● EXERCISE REQUIREMENTS
Could you copy, word for word, the part of the thread about the Tailwind's efficiency that runs from "The airfoil and" up to and including "of the aircraft."?

● TEXT SHOWN
+ + + +
Seems to me that it has a few things that keep it on top.

See if you think I am on the right track.

The shapes used in the fuselage and anything that is sticking out in the wind
are all good aerodynamic tradeoffs of slippery and light.

The basic shape of the fuselage is good for contributing to the lift of the
aircraft, more than most other designs. Probably the most important feature of
the design, in my eyes.

Attention is always on making structures easy to build light and no extra weight
is there that does not contribute to lightness.

The airfoil and fuselage are light enough and slippery enough to be powered by a
small engine, so extra engine weight and fuel weight does not have to be carried
around, which allows the structures to be built more lightly. It is sort of a
good circle that keeps weight down, versus the other circle that keeps growing
the weight of the aircraft.

How did I do? g
--
Jim in NC

On Tue, 21 Jul 2009 00:40:21 -0400, "Morgans"
wrote:


"Stealth Pilot" wrote

Why is the Wittman W8 tailwind still a standout in the efficiency
figures?
+ + + +
● PROVIDED RECORDS
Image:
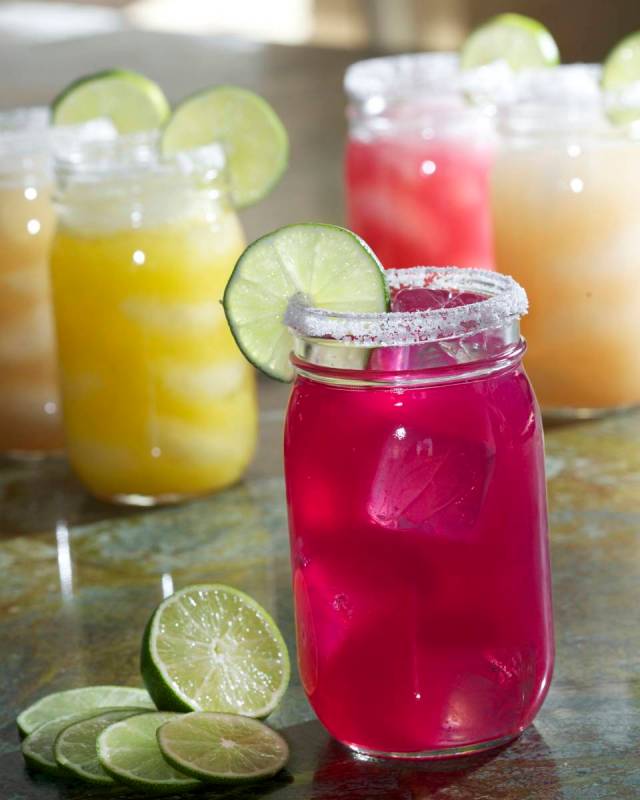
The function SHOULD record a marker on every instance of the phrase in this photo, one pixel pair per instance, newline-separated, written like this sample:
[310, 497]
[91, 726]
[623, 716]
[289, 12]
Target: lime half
[251, 132]
[213, 648]
[331, 266]
[80, 701]
[76, 749]
[131, 101]
[129, 752]
[224, 748]
[522, 42]
[621, 80]
[38, 747]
+ + + +
● RESPONSE TO THE TASK
The airfoil and fuselage are light enough and slippery enough to be powered by a
small engine, so extra engine weight and fuel weight does not have to be carried
around, which allows the structures to be built more lightly. It is sort of a
good circle that keeps weight down, versus the other circle that keeps growing
the weight of the aircraft.